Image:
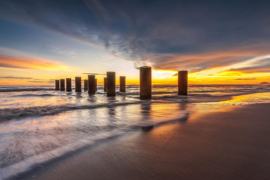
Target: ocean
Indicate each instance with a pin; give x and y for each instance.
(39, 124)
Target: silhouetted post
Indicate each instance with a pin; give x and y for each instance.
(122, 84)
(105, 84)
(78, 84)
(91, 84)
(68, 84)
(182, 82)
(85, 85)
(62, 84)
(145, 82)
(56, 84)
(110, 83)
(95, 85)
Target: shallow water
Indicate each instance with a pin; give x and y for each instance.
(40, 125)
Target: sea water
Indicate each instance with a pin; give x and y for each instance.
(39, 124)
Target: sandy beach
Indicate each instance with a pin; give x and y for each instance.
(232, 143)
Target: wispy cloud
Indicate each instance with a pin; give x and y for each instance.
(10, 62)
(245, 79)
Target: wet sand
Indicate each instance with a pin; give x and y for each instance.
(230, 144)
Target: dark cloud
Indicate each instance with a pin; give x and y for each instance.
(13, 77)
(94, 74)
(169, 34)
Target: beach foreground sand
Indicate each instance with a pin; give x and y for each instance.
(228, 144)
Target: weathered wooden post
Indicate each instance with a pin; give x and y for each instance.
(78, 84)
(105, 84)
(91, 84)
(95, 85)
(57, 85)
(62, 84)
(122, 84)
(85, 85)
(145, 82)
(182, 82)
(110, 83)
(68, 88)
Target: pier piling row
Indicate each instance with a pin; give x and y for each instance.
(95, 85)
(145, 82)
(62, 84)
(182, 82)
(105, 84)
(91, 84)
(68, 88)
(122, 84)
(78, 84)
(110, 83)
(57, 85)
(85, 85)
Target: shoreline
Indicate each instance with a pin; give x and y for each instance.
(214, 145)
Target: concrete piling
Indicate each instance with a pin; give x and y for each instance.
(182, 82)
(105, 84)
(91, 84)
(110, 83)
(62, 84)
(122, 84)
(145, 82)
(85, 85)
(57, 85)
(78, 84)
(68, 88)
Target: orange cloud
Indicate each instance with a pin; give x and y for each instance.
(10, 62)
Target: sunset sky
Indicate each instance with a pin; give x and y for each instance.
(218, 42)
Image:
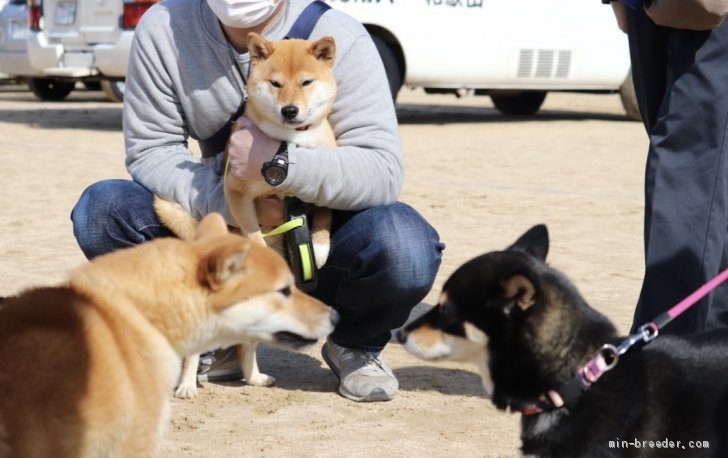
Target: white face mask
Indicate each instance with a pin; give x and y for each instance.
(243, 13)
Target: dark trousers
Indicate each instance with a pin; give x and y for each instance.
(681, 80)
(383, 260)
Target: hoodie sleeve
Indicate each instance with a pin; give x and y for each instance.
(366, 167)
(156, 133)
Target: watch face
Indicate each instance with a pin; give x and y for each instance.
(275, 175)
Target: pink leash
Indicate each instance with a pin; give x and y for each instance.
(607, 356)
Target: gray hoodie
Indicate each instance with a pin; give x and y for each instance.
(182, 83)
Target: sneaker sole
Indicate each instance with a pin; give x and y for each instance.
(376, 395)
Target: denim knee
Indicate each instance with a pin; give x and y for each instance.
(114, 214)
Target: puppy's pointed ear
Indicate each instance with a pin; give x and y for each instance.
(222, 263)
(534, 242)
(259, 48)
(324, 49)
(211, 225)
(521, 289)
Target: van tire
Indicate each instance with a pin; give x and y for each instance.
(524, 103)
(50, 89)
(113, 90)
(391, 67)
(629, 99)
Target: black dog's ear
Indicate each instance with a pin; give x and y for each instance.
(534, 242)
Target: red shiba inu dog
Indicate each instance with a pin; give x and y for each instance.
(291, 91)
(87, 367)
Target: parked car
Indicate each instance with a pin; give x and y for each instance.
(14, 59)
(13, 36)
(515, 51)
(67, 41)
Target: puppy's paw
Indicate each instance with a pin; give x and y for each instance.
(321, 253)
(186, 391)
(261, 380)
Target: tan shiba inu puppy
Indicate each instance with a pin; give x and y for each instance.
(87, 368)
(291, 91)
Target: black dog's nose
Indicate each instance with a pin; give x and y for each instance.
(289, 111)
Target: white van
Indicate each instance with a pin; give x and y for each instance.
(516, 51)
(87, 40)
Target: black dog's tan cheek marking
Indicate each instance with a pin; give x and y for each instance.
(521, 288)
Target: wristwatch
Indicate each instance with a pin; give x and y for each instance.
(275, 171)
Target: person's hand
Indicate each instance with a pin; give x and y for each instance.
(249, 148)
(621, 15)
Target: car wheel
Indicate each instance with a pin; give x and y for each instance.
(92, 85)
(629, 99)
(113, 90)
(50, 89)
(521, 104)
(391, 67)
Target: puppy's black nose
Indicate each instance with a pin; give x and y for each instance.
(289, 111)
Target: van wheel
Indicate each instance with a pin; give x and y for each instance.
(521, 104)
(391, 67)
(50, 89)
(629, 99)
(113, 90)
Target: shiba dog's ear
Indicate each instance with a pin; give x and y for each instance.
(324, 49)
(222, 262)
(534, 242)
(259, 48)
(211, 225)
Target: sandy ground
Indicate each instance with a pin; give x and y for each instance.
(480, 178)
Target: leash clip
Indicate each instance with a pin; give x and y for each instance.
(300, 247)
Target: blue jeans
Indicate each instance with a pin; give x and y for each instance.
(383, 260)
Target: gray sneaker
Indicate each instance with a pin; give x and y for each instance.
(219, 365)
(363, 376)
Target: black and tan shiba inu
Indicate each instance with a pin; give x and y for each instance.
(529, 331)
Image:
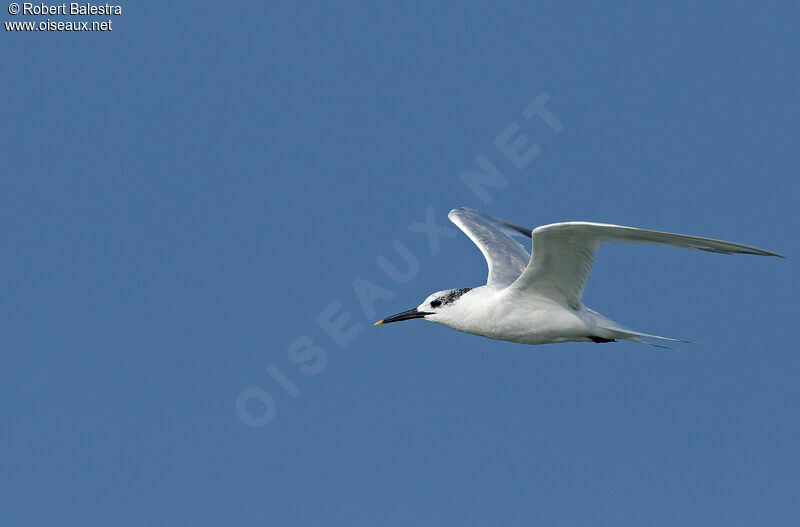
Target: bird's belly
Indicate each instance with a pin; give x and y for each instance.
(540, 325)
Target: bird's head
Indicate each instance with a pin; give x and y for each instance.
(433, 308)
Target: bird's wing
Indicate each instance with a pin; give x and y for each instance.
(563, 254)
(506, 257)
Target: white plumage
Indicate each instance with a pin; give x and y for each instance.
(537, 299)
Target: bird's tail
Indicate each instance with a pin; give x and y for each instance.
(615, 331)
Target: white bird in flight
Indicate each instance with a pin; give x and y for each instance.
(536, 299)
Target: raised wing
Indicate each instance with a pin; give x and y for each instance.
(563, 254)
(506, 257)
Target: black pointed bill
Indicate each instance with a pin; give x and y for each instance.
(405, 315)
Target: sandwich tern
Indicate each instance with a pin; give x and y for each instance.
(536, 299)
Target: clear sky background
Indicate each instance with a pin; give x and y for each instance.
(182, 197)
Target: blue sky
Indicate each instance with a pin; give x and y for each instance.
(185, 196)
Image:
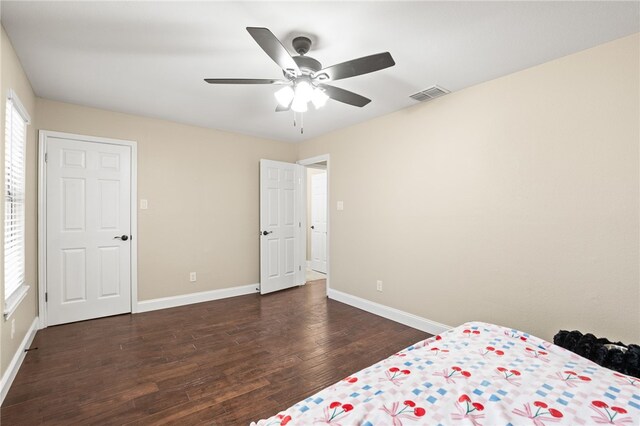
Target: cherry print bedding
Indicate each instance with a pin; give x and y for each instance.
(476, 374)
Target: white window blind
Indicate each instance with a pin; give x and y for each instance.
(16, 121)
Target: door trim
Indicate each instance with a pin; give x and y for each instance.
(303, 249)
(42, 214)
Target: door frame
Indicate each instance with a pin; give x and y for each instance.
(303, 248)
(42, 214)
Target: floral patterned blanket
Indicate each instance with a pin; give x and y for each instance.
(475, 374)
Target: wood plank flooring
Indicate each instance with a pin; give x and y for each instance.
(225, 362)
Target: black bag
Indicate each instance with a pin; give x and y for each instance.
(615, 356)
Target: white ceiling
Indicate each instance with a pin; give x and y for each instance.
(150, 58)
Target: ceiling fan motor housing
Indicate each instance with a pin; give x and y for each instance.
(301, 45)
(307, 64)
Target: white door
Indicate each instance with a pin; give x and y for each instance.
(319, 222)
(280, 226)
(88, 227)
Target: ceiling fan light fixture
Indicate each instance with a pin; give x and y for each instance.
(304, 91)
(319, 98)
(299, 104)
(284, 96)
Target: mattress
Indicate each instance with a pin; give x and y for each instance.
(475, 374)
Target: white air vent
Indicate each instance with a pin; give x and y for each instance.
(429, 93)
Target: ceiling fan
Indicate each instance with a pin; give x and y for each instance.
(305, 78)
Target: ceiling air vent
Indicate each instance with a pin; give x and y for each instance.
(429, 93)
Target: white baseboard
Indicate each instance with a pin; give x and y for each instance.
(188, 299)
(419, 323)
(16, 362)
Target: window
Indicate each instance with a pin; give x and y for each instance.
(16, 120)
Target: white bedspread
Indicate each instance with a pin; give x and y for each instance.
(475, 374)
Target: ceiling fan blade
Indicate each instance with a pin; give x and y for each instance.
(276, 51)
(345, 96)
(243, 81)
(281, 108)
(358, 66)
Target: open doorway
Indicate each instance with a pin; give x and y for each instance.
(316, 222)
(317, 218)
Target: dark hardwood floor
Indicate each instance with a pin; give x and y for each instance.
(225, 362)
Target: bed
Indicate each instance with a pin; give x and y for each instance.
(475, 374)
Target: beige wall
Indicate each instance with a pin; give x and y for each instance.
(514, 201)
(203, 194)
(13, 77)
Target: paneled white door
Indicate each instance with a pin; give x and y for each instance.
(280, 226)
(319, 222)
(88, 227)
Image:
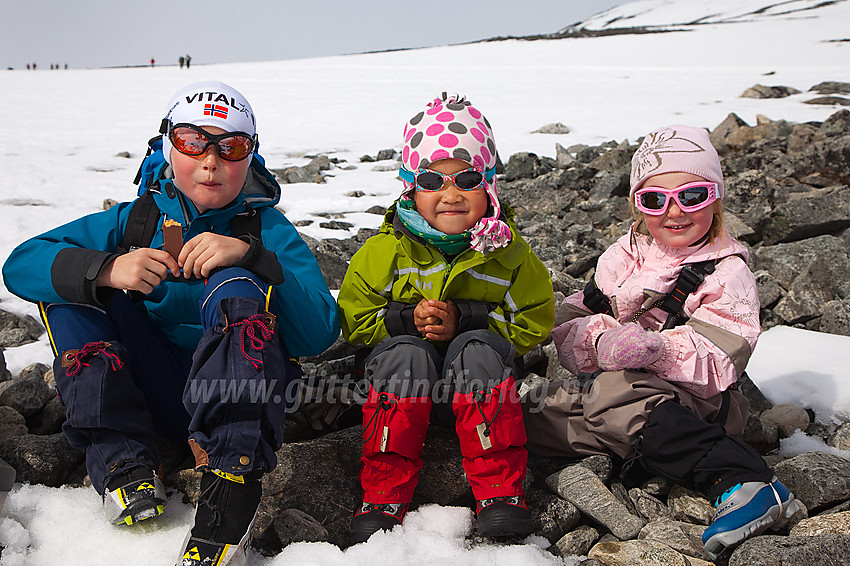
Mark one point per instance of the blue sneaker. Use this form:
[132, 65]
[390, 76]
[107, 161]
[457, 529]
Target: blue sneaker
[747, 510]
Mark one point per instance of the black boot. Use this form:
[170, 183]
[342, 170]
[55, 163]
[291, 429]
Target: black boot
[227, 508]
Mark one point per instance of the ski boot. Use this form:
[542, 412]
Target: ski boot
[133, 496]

Objective - Starting at the line that holds "Target: open doorway", copy each line exactly through the end of the listing, both ends included. Leave the pictures out.

Solution for this exercise -
Target: open doorway
Indicate each instance with a pin; give x and y for each instance.
(316, 222)
(317, 218)
Target: dark hardwood floor
Indicate each instance with a pin; give x and y for each instance.
(225, 362)
Target: bed
Indicate each instance with a pin; give x and y for each instance.
(475, 374)
Target: beige wall
Indicate each instance with a pin; give x and y for each instance.
(514, 201)
(203, 194)
(13, 77)
Target: paneled white door
Indicate each instance with a pin; give x and y for each instance.
(280, 226)
(319, 222)
(88, 227)
Image:
Mark one point per instance of the blue sneaker. Use this form:
[132, 65]
[390, 76]
[107, 161]
[457, 529]
Target: blue sneaker
[747, 510]
Mark one point per instance of the black boot. Use this form:
[170, 183]
[342, 170]
[55, 163]
[291, 429]
Target: black boot
[227, 508]
Mark one point per instance of the ski boot. Use this form:
[542, 412]
Target: ski boot
[133, 496]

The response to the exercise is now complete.